Stated exercise:
Copy the records below exactly as they are written.

____

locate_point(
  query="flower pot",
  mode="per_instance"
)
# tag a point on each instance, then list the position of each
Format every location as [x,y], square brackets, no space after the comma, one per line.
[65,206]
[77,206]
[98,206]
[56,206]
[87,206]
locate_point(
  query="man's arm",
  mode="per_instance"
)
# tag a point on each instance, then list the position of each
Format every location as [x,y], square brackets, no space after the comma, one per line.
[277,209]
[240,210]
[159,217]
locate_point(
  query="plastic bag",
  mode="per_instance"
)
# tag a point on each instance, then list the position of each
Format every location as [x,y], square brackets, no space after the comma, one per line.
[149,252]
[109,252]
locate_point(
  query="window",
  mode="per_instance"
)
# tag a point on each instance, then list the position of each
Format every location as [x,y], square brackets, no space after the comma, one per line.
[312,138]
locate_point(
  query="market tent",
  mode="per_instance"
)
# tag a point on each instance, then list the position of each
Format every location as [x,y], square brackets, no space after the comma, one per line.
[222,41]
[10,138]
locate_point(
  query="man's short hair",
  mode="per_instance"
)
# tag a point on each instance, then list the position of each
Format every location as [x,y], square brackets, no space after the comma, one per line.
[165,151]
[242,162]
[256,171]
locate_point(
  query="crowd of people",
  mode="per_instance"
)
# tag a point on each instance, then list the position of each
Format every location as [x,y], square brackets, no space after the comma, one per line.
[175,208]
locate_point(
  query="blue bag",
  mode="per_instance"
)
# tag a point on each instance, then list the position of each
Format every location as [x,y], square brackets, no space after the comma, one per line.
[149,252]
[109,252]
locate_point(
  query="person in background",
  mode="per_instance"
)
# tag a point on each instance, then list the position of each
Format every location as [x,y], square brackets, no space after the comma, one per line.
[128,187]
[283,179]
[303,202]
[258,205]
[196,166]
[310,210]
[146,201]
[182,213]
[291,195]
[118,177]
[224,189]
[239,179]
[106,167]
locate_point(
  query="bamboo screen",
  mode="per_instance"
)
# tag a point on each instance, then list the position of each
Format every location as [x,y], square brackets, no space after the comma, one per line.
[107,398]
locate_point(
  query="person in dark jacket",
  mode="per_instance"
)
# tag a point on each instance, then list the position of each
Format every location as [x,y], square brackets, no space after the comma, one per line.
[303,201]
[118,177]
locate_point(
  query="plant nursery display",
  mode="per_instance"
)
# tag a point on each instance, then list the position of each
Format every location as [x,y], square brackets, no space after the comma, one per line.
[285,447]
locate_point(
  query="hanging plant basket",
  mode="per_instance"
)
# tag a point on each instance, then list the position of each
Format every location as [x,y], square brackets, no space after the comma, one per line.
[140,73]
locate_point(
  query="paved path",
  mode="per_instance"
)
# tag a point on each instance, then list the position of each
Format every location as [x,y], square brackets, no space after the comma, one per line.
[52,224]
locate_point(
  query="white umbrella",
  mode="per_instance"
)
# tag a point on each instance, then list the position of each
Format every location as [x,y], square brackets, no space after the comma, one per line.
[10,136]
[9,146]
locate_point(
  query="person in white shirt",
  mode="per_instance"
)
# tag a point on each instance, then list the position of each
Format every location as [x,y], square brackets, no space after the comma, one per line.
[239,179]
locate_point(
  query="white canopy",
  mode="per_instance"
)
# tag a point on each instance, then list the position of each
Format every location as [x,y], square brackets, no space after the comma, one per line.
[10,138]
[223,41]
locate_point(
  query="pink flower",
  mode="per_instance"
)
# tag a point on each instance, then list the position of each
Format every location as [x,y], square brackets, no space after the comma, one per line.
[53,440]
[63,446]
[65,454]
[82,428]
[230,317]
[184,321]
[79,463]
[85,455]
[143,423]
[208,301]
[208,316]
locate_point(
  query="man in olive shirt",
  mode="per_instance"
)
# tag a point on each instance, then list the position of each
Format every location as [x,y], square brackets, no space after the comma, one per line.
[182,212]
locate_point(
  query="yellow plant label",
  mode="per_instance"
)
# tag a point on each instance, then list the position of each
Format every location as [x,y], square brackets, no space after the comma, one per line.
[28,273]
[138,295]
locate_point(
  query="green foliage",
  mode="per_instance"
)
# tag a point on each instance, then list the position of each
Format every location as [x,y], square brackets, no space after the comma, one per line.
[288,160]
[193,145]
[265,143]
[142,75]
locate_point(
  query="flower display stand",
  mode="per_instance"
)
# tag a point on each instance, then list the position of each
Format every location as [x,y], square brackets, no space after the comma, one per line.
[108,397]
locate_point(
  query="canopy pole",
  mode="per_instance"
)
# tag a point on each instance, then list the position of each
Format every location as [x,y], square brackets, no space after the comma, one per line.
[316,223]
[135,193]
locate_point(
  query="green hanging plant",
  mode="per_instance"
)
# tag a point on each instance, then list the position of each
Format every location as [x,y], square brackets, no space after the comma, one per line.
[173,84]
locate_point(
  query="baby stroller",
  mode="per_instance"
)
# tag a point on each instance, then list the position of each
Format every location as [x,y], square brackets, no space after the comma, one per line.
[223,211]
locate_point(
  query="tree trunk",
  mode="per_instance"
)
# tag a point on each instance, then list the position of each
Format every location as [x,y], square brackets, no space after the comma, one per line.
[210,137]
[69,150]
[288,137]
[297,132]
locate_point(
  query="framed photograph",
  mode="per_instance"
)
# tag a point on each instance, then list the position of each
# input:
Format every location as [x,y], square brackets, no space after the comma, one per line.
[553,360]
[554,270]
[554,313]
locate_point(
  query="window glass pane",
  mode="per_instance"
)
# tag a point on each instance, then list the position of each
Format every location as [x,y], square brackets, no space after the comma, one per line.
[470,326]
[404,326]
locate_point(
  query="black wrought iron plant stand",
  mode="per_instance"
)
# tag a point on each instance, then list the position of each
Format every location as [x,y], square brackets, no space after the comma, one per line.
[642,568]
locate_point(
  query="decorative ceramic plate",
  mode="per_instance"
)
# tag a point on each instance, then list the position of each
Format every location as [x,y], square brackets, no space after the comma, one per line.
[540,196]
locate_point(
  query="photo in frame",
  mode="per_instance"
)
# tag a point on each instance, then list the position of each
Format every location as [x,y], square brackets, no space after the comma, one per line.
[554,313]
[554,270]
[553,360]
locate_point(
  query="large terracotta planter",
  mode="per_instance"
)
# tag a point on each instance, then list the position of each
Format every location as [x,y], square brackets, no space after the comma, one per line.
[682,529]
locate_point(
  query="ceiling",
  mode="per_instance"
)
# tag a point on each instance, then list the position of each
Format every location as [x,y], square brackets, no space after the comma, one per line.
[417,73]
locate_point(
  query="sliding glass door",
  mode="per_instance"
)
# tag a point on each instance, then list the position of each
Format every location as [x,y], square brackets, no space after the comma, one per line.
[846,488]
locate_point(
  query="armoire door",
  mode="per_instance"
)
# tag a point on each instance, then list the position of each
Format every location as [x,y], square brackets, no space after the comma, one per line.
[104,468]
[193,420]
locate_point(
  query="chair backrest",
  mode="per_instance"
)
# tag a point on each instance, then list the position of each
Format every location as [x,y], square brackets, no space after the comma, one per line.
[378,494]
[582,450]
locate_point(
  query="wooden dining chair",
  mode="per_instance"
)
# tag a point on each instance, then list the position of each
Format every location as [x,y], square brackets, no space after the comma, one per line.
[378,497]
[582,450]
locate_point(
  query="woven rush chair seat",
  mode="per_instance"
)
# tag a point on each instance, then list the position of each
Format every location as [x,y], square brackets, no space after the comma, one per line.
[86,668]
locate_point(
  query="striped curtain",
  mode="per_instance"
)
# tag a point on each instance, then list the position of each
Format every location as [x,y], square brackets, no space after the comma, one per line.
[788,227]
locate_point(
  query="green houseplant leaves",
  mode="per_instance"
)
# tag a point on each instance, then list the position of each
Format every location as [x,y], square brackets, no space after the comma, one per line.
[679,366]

____

Complete output:
locate_point(
  query="flower pot",
  mode="per_instance"
)
# tag a point on each instance, then list the position of each
Format every location as [x,y], square brackets, no space after the comma, one per line.
[65,206]
[77,206]
[98,206]
[56,206]
[87,206]
locate_point(
  query="man's arm",
  mode="per_instance"
)
# tag a point on each instance, then list the position of each
Format every location as [x,y], square brackets, no space after the comma, one per line.
[277,209]
[240,210]
[159,217]
locate_point(
  query="plastic bag",
  mode="per_instance"
)
# tag a point on each instance, then list the position of each
Format every location as [x,y], square brackets, no space after the comma, one per line.
[149,252]
[109,252]
locate_point(
  query="window",
  mode="per_instance"
)
# tag a point on each instance, then list the position of each
Format every location as [x,y], square brackets, no space after the comma, one per line.
[312,138]
locate_point(
  query="market tent",
  mode="per_instance"
)
# tag a point on each instance, then list the position of each
Format every location as [x,y], square brackets, no space after the comma, one per line.
[222,41]
[10,138]
locate_point(
  query="man's short hair",
  mode="per_instance"
)
# tag a point on each instance, then list the position of each
Format every location as [x,y], square brackets, no space after the comma, one per line.
[165,151]
[242,162]
[256,171]
locate_point(
  query="crowd of people",
  mode="per_instance"
)
# tag a point on each instance, then list the position of each
Format every location as [x,y], square brackets, no space after the comma, one per line.
[175,208]
locate_point(
  query="blue bag",
  mode="per_instance"
)
# tag a point on each instance, then list the position of each
Format every location as [x,y], square brackets, no space after the comma, one per line.
[149,252]
[109,252]
locate_point(
  query="person in background",
  mode="per_instance"
)
# tag a point on each instance, then list the position of each
Format every location as [x,y], square brackets, no space after the comma, one per line.
[128,187]
[283,179]
[303,202]
[258,205]
[196,166]
[310,210]
[146,201]
[182,213]
[291,195]
[118,177]
[224,189]
[239,179]
[106,167]
locate_point(
  query="bamboo screen",
  mode="per_instance"
)
# tag a point on each instance, then list the position of each
Format every location as [x,y], square brackets, no space after the comma, one per line.
[107,398]
locate_point(
  query="person in dark jacket",
  mode="per_instance"
)
# tag a point on each instance, then list the position of each
Format every location as [x,y], square brackets, no space after the comma, one per line.
[303,201]
[118,177]
locate_point(
  query="plant nursery display",
  mode="per_instance"
)
# tag a point on each instance, then list the position of each
Format every location as [x,y], square brackets, no space after the comma, one per line.
[285,447]
locate_point(
  query="hanging plant basket",
  mode="per_instance"
)
# tag a point on each instance, then list the position of each
Format every location as [x,y], square brackets, no space after the comma, one per line.
[140,73]
locate_point(
  query="paved path",
  mode="per_instance"
)
# tag a point on each instance, then list the position of each
Format every location as [x,y], square brackets, no space after the comma, one per line.
[52,224]
locate_point(
  query="white umbrella",
  mode="per_instance"
)
# tag a point on each instance, then list the position of each
Format every location as [x,y], square brackets, no space after the comma, one per line.
[10,136]
[9,146]
locate_point(
  query="person in white shirt",
  mode="per_instance"
)
# tag a point on each instance, then list the position of each
Format every location as [x,y], square brackets, no space after the comma, one per line.
[239,179]
locate_point(
  query="white canopy",
  mode="per_instance"
)
# tag a point on each instance, then list the position of each
Format every location as [x,y], square brackets, no space after the comma, one per line.
[10,138]
[223,41]
locate_point(
  query="pink flower",
  mode="per_instance"
)
# tag a point on each instance, then list the position of each
Format every location as [x,y], square brackets, no space after the comma, one per line.
[53,440]
[63,446]
[65,454]
[82,428]
[230,317]
[184,321]
[79,463]
[85,455]
[143,423]
[208,301]
[208,316]
locate_point(
  query="man in olive shirt",
  mode="per_instance"
)
# tag a point on each instance, then list the position of each
Format every location as [x,y], square brackets, no space after the comma, one per line.
[182,212]
locate_point(
  query="yellow plant label",
  mode="per_instance"
)
# tag a point on each instance, then list the position of each
Format every location as [x,y], square brackets, no space after the comma, one per line.
[28,273]
[138,295]
locate_point(
  query="green foliage",
  mode="per_instance"
)
# tag a point on each instance, then list the position of each
Format every location as [x,y], square brackets, no space after the comma, one per line.
[288,160]
[193,145]
[265,143]
[142,75]
locate_point(
  query="flower display stand",
  mode="per_instance"
)
# tag a point on each instance, then list the position of each
Format every location as [x,y], square brackets, no space after the comma, one per line.
[108,397]
locate_point(
  query="canopy pole",
  mode="per_instance"
)
# tag a point on each instance, then list the position of each
Format every location as [x,y], square brackets, no space after the comma, one per line.
[316,223]
[135,193]
locate_point(
  query="green hanging plant",
  mode="per_instance"
)
# tag a point on each instance, then list the position of each
Format every location as [x,y], square brackets, no space after the comma, one per line.
[173,84]
locate_point(
  query="baby stroller",
  mode="per_instance"
)
# tag a point on each instance, then list the position of each
Format every location as [x,y], square brackets, no space after the comma, one per line.
[223,211]
locate_point(
  query="tree trunk",
  mode="per_instance"
)
# tag a point on each instance, then list the position of each
Format every location as [x,y], square brackets, no space after the comma, one per line.
[210,137]
[69,150]
[288,137]
[297,132]
locate_point(
  query="framed photograph",
  mode="per_instance"
)
# tag a point on each instance, then list the position of each
# input:
Format every location as [x,y], square brackets, no space after the comma, one per line.
[553,360]
[554,270]
[554,313]
locate_point(
  query="window glass pane",
  mode="per_instance"
)
# tag a point on each instance, then list the position of each
Format every location as [x,y], square brackets, no space after the comma, one per line.
[470,326]
[404,326]
locate_point(
  query="black wrought iron plant stand",
  mode="per_instance"
)
# tag a point on each instance, then list the position of each
Format every location as [x,y], square brackets, no space after the comma, one per line.
[642,568]
locate_point(
  query="decorative ceramic plate",
  mode="per_instance"
)
# tag a point on each instance, then list the position of each
Format every location as [x,y], square brackets, no space after the comma, one per line.
[540,196]
locate_point(
  query="photo in frame",
  mode="per_instance"
)
# tag a point on each instance, then list the position of each
Format every location as [x,y], square brackets, no space after the comma, one per line.
[554,313]
[554,270]
[553,360]
locate_point(
  query="large terracotta planter",
  mode="per_instance"
)
# tag a point on each instance, then list the position of each
Format every location as [x,y], square brackets, no space after the comma, one per line.
[682,529]
locate_point(
  query="ceiling",
  mode="per_instance"
)
# tag a point on each instance, then list the position of each
Format every location as [x,y], square brackets, no space after the comma, one per line.
[417,73]
locate_point(
  query="sliding glass door",
  mode="per_instance"
)
# tag a point on each instance, then list the position of each
Format every location as [x,y], square brackets, no space after the comma, one per line.
[846,488]
locate_point(
  query="armoire door",
  mode="per_instance"
)
# tag a point on each instance, then list the position of each
Format every location as [x,y], square brackets, no space after the comma, one per line.
[104,468]
[193,420]
locate_point(
  query="chair backrest",
  mode="per_instance"
)
# tag a point on each instance, then list the position of each
Format every location as [x,y], square brackets, no space after the comma, one per line.
[378,494]
[582,450]
locate_point(
  query="wooden dining chair",
  mode="per_instance"
)
# tag a point on each instance, then list the position of each
Format every location as [x,y], square brackets, no space after the comma, one per line.
[378,497]
[582,450]
locate_point(
  query="woven rush chair seat",
  mode="per_instance"
)
# tag a point on each instance, then list the position of each
Format every location as [x,y], square brackets, no space after the comma, one per line.
[86,668]
locate_point(
  query="striped curtain",
  mode="per_instance"
)
# tag a point on each instance, then list the position of each
Format every location as [x,y], square brackets, no space after the comma, one per line.
[788,227]
locate_point(
  query="green houseplant leaves",
  mode="per_instance"
)
# tag a point on each instance, then list the position of each
Format every location as [x,y], square brackets, no space after the comma, one per line.
[679,366]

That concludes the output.